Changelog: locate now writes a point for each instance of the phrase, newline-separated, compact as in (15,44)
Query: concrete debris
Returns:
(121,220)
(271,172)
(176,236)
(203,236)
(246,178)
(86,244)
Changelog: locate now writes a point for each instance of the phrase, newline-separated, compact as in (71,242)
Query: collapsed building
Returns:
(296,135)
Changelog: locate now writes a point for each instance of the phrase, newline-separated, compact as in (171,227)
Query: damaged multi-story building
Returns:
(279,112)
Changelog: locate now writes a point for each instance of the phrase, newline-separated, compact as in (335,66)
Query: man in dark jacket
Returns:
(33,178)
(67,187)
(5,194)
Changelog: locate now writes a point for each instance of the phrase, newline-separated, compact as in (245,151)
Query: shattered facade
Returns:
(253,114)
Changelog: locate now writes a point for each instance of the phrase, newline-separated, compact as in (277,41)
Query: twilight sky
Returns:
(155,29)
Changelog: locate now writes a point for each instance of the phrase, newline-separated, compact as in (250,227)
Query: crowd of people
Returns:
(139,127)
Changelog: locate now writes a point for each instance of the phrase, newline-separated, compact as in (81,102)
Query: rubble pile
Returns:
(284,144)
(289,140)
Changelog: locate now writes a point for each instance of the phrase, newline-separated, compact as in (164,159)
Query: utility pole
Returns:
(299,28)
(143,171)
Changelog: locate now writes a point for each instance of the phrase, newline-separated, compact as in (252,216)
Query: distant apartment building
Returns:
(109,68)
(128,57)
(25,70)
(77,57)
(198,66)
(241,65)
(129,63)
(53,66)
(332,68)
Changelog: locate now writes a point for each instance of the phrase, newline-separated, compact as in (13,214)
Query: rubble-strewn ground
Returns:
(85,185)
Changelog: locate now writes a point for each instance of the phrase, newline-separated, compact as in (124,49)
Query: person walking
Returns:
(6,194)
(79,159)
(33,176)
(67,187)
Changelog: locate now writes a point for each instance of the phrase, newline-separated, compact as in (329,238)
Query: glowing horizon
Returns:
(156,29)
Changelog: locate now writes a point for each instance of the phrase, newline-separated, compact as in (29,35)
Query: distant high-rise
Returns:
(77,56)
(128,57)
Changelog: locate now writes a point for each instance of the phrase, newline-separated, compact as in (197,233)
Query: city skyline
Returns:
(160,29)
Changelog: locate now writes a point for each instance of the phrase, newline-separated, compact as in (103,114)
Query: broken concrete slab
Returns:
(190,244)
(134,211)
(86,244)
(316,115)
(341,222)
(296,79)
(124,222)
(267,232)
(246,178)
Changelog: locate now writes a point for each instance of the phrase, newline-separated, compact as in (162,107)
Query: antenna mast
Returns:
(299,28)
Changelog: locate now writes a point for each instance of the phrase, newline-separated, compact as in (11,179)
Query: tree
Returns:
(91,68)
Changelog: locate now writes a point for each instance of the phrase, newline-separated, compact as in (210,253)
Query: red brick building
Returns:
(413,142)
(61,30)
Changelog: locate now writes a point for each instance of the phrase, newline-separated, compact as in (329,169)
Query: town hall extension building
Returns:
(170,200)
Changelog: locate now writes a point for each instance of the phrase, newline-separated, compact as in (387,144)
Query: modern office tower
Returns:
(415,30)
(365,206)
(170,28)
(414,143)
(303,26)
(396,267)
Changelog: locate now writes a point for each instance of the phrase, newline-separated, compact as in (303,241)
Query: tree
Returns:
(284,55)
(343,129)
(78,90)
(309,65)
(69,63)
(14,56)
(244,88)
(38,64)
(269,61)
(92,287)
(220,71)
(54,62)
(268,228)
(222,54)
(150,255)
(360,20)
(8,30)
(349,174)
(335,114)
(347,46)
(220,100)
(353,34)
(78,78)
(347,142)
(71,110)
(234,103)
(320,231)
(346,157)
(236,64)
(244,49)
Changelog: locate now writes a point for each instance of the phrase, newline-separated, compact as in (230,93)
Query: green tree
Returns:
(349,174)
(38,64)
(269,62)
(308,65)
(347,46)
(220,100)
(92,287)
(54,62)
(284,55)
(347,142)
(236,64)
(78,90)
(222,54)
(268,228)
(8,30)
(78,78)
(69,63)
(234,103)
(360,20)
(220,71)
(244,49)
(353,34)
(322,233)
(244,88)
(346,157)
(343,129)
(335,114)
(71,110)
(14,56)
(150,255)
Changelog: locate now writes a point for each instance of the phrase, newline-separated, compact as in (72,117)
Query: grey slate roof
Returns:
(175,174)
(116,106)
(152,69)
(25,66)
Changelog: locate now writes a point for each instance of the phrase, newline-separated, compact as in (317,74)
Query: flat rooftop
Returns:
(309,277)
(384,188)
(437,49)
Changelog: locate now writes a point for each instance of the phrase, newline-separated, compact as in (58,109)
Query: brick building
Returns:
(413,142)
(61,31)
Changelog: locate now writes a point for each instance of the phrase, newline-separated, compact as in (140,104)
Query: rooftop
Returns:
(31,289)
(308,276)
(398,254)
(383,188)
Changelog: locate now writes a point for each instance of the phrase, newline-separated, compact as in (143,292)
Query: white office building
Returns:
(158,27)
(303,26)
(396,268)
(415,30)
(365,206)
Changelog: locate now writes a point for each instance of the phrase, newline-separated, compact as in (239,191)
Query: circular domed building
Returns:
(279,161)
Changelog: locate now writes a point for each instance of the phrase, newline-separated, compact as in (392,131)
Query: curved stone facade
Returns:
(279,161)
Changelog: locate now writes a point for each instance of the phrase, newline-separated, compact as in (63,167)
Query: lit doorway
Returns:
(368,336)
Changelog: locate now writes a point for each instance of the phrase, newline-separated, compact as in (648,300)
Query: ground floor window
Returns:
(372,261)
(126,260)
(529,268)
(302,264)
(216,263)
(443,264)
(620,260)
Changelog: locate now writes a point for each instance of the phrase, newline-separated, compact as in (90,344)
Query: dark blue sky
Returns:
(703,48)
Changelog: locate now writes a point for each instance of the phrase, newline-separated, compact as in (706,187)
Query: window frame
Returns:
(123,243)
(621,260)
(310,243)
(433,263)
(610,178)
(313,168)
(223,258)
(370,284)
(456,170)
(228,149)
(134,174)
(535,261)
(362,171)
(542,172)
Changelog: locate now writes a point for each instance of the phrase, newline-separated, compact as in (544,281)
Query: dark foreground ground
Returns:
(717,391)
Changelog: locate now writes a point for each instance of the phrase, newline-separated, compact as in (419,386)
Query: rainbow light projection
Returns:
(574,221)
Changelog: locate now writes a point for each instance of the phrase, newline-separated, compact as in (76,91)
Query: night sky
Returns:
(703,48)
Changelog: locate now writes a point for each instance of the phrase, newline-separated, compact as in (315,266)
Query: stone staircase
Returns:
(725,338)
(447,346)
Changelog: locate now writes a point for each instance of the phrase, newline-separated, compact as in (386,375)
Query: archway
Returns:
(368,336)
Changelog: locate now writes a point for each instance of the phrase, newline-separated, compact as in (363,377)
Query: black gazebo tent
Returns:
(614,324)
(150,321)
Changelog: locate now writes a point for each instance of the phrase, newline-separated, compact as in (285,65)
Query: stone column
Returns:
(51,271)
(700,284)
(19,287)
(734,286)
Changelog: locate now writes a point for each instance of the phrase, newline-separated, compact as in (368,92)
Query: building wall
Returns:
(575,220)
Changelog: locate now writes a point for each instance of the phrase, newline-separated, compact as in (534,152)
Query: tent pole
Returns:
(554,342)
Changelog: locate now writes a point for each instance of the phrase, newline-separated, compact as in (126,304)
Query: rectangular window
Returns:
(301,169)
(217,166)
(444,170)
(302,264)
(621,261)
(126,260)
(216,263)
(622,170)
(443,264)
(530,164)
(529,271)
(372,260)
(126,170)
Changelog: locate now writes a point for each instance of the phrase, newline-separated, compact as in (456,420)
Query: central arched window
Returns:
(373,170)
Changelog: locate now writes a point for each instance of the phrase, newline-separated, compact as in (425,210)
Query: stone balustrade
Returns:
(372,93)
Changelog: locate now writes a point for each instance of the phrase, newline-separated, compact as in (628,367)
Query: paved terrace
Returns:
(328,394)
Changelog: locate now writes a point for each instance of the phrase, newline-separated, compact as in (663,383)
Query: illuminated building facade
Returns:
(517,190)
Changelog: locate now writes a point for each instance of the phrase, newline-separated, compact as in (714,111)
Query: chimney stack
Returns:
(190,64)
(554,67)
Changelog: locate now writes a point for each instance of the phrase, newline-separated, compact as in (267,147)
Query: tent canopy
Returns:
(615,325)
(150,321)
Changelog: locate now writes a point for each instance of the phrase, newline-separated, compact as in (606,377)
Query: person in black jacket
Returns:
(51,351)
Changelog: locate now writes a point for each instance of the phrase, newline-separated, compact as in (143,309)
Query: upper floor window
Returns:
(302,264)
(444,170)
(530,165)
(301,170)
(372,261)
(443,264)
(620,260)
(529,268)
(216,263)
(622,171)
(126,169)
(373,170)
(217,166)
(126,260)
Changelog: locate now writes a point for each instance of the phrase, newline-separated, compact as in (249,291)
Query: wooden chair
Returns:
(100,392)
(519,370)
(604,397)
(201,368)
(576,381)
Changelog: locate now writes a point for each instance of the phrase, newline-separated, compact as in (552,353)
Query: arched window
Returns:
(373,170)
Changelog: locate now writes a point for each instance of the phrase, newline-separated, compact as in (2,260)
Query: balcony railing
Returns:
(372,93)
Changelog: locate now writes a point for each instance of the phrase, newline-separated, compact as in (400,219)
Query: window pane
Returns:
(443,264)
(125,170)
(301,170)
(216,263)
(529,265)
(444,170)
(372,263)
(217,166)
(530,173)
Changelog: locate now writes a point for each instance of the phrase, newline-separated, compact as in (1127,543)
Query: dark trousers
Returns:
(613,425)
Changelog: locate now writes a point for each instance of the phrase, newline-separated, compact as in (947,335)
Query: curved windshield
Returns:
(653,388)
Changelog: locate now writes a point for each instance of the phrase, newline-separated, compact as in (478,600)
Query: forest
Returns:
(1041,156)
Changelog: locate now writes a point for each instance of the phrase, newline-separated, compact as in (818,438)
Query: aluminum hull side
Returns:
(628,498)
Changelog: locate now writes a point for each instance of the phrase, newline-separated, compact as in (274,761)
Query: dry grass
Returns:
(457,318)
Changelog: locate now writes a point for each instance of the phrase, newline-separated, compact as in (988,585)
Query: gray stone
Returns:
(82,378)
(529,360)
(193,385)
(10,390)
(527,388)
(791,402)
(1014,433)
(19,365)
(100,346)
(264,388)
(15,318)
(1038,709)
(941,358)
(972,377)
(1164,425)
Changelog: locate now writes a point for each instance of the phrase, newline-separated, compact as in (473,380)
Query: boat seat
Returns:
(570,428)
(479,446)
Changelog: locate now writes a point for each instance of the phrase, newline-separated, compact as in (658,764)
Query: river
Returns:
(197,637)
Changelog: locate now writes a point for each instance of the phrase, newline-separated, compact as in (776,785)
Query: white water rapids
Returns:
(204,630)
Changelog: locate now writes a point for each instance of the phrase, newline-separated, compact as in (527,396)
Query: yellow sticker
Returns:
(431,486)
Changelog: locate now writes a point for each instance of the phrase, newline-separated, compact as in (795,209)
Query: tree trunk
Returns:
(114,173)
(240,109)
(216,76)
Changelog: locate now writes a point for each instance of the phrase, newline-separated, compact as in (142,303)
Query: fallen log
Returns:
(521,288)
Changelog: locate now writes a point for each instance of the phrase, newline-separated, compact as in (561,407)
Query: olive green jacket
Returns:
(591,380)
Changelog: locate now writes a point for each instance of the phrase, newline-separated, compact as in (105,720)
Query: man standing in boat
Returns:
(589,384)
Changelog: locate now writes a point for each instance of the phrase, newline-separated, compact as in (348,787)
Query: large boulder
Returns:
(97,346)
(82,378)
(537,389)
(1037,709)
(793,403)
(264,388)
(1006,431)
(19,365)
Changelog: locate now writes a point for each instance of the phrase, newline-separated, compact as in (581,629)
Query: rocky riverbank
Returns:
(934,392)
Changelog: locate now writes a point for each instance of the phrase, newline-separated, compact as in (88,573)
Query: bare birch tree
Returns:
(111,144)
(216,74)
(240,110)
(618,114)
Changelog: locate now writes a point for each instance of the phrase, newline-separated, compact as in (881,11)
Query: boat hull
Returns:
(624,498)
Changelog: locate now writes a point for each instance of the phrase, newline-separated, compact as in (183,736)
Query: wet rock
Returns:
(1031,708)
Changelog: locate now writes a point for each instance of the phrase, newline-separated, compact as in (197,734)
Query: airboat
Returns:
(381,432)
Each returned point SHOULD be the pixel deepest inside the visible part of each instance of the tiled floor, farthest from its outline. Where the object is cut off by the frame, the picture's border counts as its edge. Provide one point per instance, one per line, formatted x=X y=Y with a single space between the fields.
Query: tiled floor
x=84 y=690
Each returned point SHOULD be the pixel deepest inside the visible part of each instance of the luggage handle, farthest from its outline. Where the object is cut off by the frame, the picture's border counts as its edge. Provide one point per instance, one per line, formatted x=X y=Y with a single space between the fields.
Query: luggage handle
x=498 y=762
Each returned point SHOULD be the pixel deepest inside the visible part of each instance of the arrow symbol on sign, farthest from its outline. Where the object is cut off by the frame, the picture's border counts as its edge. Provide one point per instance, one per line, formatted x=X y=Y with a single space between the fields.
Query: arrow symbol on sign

__Prompt__:
Each line in the records above that contains the word "brick" must be copied.

__Written solution__:
Query: red brick building
Query: brick building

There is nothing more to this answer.